▸ **WHAT THE TASK REQUIRES**:
Locate every line in the material below that contains the string "instance" and copy those lines. Case counts.

▸ **EXERCISE INPUTS**:
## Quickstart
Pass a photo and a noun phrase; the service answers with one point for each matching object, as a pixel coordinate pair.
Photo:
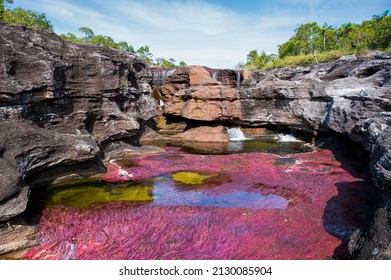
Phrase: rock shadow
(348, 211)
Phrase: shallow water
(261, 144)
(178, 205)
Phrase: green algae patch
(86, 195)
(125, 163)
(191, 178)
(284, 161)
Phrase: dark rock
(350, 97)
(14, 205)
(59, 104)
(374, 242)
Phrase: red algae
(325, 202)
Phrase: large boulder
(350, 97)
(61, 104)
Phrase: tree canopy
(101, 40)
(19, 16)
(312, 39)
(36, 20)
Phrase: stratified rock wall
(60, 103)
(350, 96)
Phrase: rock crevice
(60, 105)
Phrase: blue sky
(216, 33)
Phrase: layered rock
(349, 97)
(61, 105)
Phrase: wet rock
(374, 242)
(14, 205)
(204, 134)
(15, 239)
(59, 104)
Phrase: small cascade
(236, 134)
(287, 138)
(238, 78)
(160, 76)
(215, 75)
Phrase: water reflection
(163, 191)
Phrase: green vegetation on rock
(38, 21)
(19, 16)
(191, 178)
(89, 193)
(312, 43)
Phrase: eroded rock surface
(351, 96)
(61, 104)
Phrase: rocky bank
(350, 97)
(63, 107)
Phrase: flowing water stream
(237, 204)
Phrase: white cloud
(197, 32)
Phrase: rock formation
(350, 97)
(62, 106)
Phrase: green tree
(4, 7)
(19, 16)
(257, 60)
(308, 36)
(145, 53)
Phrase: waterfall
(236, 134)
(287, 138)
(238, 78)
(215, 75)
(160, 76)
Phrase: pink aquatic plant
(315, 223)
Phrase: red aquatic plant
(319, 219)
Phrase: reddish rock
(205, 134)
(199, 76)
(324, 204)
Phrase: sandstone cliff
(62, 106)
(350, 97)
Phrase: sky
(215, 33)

---

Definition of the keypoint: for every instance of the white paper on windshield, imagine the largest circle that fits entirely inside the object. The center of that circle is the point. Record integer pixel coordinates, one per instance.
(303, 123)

...

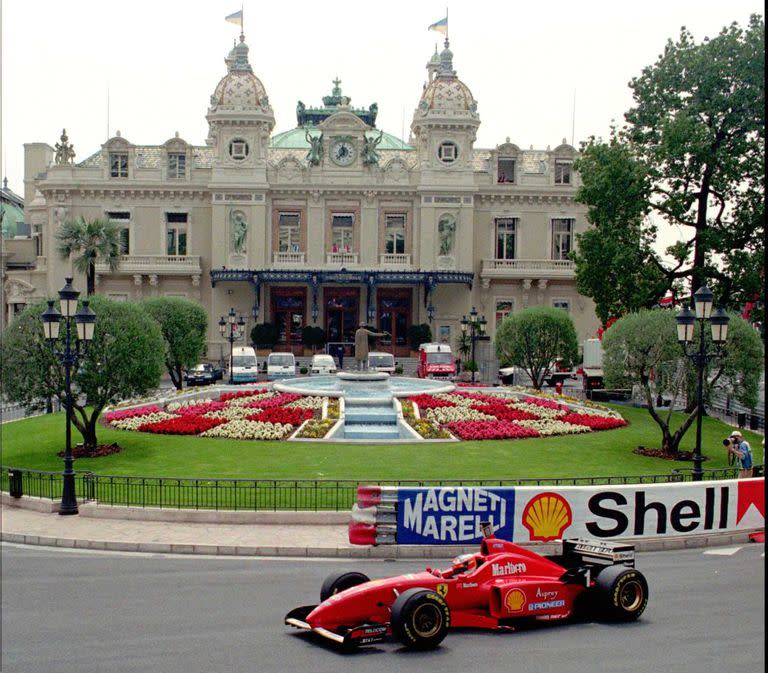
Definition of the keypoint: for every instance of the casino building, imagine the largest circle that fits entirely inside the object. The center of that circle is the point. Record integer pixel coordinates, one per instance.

▸ **FINISHED TASK**:
Definition of the keypoint: for every instance of the white paper on windshield, imagine the largest circle that fits entirely inside the object. The center of that circle is the point. Record integer pixel coordinates, one per instance.
Definition of the keypoint: for every instance of the casino building, imagine the largest circle that fits entirely inside the object. The center of that circle is the point. Record integer pixel coordinates, one per instance.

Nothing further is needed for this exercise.